Reproduce the data below verbatim, starting with its first line and ending with the line that contains "[295,155,375,168]". Include both of those lines.
#### Data shown
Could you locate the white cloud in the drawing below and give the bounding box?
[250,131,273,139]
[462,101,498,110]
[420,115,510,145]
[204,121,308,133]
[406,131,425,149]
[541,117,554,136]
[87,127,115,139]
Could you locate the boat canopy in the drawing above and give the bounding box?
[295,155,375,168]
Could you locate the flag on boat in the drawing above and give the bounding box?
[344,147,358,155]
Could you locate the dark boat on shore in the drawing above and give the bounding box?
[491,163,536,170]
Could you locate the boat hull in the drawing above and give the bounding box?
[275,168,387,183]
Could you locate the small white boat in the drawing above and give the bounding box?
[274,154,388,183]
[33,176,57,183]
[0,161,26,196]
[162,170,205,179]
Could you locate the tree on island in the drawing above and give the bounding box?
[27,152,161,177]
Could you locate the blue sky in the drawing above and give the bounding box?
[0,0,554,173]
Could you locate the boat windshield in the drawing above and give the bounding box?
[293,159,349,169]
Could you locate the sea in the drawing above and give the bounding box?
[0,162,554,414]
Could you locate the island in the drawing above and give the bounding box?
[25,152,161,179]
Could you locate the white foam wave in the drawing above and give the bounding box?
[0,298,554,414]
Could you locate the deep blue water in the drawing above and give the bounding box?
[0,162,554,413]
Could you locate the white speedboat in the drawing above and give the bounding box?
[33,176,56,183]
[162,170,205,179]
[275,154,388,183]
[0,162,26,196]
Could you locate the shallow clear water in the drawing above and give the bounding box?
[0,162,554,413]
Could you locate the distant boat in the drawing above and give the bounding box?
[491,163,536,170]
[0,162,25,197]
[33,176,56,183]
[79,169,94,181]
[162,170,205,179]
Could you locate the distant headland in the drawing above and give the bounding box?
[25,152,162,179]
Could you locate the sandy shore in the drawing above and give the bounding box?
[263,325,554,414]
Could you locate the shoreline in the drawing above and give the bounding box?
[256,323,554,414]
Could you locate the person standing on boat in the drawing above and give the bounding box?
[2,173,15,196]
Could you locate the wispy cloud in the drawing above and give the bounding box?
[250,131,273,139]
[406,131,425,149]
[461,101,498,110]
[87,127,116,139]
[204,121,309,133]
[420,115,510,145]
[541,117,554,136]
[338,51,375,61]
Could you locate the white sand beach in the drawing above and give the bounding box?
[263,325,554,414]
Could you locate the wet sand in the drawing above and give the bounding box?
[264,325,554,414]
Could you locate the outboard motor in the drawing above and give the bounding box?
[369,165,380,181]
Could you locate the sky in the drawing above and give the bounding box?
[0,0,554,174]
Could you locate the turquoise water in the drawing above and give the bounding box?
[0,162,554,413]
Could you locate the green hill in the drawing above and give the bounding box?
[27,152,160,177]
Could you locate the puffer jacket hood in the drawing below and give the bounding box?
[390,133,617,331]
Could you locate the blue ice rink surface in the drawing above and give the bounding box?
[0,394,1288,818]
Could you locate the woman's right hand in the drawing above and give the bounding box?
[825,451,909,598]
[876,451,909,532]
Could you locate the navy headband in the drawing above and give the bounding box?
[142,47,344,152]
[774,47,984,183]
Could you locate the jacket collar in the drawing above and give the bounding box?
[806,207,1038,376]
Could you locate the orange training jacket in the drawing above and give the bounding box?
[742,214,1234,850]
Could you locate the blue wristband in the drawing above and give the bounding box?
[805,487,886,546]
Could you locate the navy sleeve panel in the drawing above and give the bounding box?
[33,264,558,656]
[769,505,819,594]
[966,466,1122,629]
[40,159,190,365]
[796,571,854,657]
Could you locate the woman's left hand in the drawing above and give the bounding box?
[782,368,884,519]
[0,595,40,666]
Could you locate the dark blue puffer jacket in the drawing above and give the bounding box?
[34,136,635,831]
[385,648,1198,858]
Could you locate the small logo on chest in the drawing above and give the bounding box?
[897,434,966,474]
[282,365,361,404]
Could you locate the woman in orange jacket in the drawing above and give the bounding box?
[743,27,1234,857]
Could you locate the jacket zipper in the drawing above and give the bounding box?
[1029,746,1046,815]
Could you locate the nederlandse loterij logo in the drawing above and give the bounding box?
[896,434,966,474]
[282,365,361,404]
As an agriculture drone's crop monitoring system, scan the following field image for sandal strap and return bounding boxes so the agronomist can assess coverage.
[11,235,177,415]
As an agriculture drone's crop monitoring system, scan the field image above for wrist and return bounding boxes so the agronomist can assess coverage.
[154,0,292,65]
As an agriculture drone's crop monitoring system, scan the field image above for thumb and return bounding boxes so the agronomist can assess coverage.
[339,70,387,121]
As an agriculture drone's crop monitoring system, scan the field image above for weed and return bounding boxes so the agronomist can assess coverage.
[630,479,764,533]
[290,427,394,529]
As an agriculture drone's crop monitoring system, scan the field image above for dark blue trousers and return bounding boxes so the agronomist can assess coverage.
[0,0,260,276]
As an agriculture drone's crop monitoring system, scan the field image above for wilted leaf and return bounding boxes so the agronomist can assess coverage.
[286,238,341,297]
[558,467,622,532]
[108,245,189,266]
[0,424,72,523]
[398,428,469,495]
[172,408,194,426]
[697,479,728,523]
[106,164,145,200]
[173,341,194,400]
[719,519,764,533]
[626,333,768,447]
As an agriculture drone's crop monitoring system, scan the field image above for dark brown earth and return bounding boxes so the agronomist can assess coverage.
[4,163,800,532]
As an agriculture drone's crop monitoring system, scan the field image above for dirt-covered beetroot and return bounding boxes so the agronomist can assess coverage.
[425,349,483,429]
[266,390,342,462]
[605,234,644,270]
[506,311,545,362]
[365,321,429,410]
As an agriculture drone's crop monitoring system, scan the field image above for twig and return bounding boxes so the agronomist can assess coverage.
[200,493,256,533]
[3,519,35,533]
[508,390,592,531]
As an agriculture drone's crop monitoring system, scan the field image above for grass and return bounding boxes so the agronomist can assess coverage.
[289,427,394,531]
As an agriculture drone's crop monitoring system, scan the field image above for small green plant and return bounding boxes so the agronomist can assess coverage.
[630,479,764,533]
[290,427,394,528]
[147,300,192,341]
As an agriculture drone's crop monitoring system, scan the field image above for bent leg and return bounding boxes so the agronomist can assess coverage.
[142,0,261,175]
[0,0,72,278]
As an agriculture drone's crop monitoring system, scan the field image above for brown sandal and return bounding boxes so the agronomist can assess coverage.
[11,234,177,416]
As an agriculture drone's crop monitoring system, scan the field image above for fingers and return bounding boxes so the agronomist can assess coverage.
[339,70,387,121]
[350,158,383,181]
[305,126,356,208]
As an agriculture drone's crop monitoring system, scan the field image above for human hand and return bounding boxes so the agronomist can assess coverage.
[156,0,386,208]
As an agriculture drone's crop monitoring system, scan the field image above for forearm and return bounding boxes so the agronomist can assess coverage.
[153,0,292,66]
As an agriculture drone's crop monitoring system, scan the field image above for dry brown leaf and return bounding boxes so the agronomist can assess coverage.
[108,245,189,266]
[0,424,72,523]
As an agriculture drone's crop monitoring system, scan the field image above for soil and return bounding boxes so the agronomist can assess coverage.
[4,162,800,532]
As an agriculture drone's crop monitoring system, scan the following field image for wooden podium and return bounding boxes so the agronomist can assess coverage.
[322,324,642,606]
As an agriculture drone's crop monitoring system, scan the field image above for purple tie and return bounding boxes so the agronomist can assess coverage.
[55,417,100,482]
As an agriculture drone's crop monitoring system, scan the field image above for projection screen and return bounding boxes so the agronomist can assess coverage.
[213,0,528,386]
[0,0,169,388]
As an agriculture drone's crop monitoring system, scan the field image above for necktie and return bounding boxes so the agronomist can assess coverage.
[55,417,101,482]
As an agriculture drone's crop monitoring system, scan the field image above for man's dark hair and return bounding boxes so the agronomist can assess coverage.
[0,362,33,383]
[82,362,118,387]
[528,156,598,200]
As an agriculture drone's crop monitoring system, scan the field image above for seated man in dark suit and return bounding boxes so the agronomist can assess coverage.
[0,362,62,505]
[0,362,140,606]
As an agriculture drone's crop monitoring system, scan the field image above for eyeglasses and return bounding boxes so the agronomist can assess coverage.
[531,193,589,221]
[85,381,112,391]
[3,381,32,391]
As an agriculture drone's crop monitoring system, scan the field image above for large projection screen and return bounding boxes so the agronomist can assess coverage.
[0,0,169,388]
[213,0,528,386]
########
*Result below:*
Could you locate the white cloud in the drawing below and give the bounding box?
[250,131,273,139]
[462,101,498,110]
[420,115,510,145]
[204,121,308,133]
[406,131,425,149]
[541,117,554,136]
[87,127,115,139]
Could you locate the boat canopy in the drawing above and give the bounding box?
[295,155,375,168]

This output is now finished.